EXERCISE GOAL: Copy every one of the entries below word for word.
— BEGIN SUPPLIED ENTRIES —
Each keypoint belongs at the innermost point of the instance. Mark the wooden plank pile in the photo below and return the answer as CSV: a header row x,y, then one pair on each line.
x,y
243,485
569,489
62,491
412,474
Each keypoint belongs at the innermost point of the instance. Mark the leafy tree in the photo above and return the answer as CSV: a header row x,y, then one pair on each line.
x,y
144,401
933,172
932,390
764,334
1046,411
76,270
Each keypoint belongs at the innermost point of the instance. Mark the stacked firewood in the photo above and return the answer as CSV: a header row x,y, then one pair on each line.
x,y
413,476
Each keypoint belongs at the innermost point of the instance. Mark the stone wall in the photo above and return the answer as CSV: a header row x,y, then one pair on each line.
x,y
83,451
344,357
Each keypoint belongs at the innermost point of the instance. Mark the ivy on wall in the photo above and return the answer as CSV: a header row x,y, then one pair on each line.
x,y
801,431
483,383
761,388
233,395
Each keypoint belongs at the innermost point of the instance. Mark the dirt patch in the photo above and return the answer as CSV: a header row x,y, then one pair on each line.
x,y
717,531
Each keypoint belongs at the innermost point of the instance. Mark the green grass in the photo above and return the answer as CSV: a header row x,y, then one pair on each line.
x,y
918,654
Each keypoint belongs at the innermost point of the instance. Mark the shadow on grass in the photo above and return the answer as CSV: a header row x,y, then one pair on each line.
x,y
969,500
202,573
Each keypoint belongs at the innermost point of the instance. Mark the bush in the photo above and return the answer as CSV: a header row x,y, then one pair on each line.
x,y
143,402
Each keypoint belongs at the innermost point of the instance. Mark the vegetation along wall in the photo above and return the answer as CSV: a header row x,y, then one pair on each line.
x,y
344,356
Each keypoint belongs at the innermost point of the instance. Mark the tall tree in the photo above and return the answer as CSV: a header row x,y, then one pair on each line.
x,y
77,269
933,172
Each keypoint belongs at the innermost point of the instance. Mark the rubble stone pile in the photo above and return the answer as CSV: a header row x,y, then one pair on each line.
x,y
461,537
— END SUPPLIED ENTRIES —
OUTPUT:
Each keypoint belongs at the innermost point of the instance. Mark the wooden plank pile in the photo below and return the answer as CSV: a header row x,y, then one pair on each line.
x,y
243,485
569,489
62,491
412,474
Each keypoint belongs at the innermost point of the instance. Mark the leafy tree in the photo above and return the answer as CSV: a header row x,y, then one pair on each line.
x,y
144,401
933,172
932,390
764,334
1046,411
76,270
Each keypoint belongs at the innermost point of the instance. Mark the stacked firewood in the photo above and return the answer as CSV: a header row x,y, then one pair on each line.
x,y
413,476
Each keypoint belongs at the innermost point of the instance. Mark the stone wall in the photo above and return the answer as CSV: a header row x,y, then one pair on each line.
x,y
83,451
344,357
Each keypoint belongs at the innermost point of the instance. Mark the ivy on wall in the photo above and return the answer as CSV: a header row x,y, then one pair on each line.
x,y
801,431
483,383
761,388
233,395
Each keypoint belongs at the innermost point of the instance. Mark the dirt patch in the photo above and return the answer as CSV: a header row x,y, then one pair on each line.
x,y
717,531
Each keypoint belongs at the innermost point of the instance. Mark the green grass in the photo above and return the answer as CSV: a header row x,y, then one pair on each line.
x,y
918,654
Each keypoint belongs at the innermost point of the instance. Mark the shadow on grass in the photo above and return the answer as CSV: a header row x,y, then one pair on each line.
x,y
969,500
202,573
Each keypoint belongs at the innermost point of the instance. Mark the bush in the photo above and return the answer as CSV: a header row x,y, then one pair on each line.
x,y
143,402
Each keypoint belongs at the innermost point of the instance. Mark the vegetation along wall in the photo above and return the answer as CSV: a header row x,y, then one pair on each line.
x,y
344,356
Each keypoint belongs at the innermost point of the instance. Mark the tall tree in the photo above and return the answer as CSV: a header row x,y, then one pair on each line.
x,y
77,269
933,172
Each keypoint belongs at the innermost point of the instance. Mark the rubble stone pile in the photo above and return the answer as CSV: a header row x,y, then one pair on each line.
x,y
461,537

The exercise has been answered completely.